_TEXT TO READ:_
— begin —
State v. Gardiner

Decision Date31 January 1994
Docket NumberNo. 91-626-C,91-626-C
Citation636 A.2d 710
PartiesSTATE v. Anthony J. GARDINER. A.
CourtRhode Island Supreme Court
OPINION

MURRAY, Justice.

This case came before this court on the appeal of the defendant, Anthony J. Gardiner (Gardiner), from a Superior Court judgment of conviction on five counts of assault with a dangerous weapon and one count of witness intimidation. In 1990 the trial justice denied the defendant's motion for a new trial and sentenced him to a total of fifteen years in the Adult Correctional Institutions. On appeal the defendant seeks to have this court vacate his conviction and remand to the Superior Court for a new trial. We affirm.

The record of this case is voluminous--nine volumes containing a total of 1,739 numbered pages. Hence, we relate only that precis of relevant facts pertinent to the issues raised on appeal.

It is undisputed that on the night of September 6, 1989, Irene Bassett (Bassett) suffered a brutal attack that multiple perpetrators committed. In her testimony, Bassett referred to four male assailants, one black and three white.

Clad in a pink sweatsuit, Bassett was doing her laundry on the bottom floor of her residence at 35 Lake Street in Warwick when she heard what she thought was her cat crying outside. She checked outside the apartment building twice to see what was happening and to let the cat in, but the crying stopped both times she went out the door. A few minutes later, Bassett heard the crying a third time and stepped outside to investigate.

Suddenly someone on her right side struck her in the head with an object. Two attackers grabbed her, one from each side, and someone slapped tape over her mouth. They shoved her and kneed her in the back, directing her through the grassy yard behind the apartment building and into the woods. Bassett struggled, dragging her feet and trying to halt the movement toward the woods. As they moved across the yard, she noticed that a white arm was holding her on her right side and a dark arm was holding her left side. She heard the attacker to her left, a black man whom she later identified as Gardiner, say such things as "knock her out" and something about shutting her up.

As they crossed the yard, her attackers hit her on the head and the back with the same object with which they had initially struck her, which object she described as a pipe. As they approached the woods, she saw Richard Fines (Fines) facing her, a man whom she knew well; she thought he was a friend there to help her. Before they reached the edge of the woods, the white-armed man used a long knife to slice her abdomen. Fines turned around and walked into the woods and her two attackers pushed her into the woods behind him.
— end —
_DATA LISTING:_
— begin —
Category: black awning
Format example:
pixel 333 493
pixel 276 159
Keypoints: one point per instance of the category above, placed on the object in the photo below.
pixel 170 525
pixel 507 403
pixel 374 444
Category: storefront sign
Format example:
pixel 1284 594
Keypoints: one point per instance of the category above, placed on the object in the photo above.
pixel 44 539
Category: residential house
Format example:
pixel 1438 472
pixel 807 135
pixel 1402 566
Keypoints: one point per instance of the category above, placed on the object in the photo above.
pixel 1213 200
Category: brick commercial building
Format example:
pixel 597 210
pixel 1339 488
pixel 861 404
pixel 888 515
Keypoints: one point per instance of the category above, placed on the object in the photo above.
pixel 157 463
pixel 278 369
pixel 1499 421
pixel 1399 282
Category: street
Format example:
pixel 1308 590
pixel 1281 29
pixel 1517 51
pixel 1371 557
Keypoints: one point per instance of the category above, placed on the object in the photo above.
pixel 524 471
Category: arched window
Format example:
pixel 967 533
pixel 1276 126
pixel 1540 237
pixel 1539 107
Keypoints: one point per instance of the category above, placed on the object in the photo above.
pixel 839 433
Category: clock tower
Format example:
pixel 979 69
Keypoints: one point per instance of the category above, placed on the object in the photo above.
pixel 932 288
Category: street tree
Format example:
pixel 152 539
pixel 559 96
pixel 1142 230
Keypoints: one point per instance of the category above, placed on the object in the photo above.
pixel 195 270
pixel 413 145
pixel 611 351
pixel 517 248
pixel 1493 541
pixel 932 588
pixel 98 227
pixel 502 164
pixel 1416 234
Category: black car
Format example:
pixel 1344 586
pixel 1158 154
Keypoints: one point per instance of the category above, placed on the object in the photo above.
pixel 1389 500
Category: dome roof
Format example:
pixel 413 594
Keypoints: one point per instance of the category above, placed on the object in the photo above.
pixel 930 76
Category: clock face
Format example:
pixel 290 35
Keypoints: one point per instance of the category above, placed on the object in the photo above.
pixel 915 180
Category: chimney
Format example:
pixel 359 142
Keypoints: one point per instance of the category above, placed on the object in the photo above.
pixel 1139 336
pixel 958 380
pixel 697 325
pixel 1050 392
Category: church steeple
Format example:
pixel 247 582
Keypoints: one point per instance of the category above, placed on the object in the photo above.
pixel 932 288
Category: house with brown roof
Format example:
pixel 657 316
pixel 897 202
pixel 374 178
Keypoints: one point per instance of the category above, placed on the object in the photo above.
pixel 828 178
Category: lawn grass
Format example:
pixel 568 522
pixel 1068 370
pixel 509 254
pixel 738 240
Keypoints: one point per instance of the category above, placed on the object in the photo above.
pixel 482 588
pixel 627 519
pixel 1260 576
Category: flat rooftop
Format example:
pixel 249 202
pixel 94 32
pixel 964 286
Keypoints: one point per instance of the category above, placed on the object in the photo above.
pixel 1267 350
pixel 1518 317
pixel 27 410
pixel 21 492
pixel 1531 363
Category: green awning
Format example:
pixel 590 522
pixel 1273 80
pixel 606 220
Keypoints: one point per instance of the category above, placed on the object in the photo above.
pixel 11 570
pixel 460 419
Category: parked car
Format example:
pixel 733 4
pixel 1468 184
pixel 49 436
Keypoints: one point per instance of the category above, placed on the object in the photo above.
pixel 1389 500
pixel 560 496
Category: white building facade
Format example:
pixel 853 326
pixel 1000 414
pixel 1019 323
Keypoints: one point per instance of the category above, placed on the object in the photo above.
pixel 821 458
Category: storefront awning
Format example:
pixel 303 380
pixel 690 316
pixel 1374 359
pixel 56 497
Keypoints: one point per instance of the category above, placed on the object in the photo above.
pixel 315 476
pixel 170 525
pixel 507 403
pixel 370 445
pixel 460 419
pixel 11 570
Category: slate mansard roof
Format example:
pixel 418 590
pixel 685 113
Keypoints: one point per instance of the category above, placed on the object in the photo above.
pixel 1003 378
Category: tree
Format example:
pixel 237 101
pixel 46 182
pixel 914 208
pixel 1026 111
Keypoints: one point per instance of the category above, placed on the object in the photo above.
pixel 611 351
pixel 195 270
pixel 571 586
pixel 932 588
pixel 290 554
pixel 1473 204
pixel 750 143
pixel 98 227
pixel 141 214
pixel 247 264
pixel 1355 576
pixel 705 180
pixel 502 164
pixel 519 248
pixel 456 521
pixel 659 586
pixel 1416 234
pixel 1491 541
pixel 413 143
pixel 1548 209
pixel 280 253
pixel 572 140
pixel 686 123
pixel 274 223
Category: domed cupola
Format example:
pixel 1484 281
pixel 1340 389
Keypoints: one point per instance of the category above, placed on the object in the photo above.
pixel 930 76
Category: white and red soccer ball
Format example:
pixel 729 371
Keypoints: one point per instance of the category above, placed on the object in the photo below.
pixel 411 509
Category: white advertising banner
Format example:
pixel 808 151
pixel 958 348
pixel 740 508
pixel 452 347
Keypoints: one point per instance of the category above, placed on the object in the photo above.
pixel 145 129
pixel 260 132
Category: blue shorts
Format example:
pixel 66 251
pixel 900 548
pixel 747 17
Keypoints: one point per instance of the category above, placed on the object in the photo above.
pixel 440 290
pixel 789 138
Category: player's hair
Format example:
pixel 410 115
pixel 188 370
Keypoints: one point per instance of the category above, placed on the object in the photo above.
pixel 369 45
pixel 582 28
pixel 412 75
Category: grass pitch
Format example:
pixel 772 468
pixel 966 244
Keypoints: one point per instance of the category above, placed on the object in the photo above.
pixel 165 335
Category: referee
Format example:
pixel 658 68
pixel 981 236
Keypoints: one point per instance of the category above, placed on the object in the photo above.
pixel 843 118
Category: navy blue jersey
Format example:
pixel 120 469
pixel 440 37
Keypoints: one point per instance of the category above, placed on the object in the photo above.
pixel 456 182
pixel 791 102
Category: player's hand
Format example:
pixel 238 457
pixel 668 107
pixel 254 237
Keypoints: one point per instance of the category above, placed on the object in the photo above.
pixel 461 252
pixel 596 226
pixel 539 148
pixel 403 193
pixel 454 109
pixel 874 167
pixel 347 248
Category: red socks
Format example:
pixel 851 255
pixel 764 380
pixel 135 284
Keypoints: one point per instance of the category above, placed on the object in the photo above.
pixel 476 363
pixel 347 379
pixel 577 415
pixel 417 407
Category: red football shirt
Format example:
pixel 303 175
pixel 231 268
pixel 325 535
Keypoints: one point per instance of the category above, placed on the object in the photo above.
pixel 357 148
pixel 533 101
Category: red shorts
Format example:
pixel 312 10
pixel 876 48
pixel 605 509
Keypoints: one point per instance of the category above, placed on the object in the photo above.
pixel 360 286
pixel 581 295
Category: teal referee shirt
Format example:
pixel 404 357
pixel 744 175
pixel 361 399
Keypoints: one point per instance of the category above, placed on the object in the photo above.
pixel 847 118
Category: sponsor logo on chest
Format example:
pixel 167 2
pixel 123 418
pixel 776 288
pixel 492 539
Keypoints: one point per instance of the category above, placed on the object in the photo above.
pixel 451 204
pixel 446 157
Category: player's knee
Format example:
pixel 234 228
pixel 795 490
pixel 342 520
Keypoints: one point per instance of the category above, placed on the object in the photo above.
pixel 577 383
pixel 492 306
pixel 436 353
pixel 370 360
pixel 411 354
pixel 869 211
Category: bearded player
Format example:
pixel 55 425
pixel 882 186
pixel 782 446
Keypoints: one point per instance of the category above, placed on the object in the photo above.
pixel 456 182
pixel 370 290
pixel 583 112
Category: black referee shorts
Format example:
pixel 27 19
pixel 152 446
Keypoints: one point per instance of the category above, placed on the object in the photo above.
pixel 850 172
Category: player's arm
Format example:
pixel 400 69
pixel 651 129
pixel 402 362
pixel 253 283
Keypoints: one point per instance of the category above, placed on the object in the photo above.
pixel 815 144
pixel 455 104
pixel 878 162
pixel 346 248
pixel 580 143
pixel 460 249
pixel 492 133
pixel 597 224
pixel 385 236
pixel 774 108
— end —
_AIM A:_ Summarize the court opinion in two sentences.
_AIM B:_ Using the court opinion, explain in one or two sentences why the court relates only a brief summary of the facts.
_AIM C:_
Answer these questions from the court opinion:
(i) On what date was the case decided?
(ii) What was Bassett wearing while she did her laundry?
(iii) What did Bassett describe the object her attackers hit her with as?
The records have no part in this work.

_CORRECT RESULT A:_ Anthony J. Gardiner appealed his Superior Court conviction on five counts of assault with a dangerous weapon and one count of witness intimidation, for which he was sentenced to a total of fifteen years, and the Rhode Island Supreme Court affirmed. The opinion recounts that Irene Bassett, drawn outside her Warwick residence by what she thought was her cat crying, was struck with a pipe, had tape slapped over her mouth, was forced toward the woods by attackers including a black man she later identified as Gardiner, and was sliced across the abdomen with a long knife.

_CORRECT RESULT B:_ The record of the case is voluminous, filling nine volumes with a total of 1,739 numbered pages. So the court relates only the relevant facts that bear on the issues raised on appeal.

_CORRECT RESULT C:_
(i) 31 January 1994
(ii) A pink sweatsuit
(iii) A pipe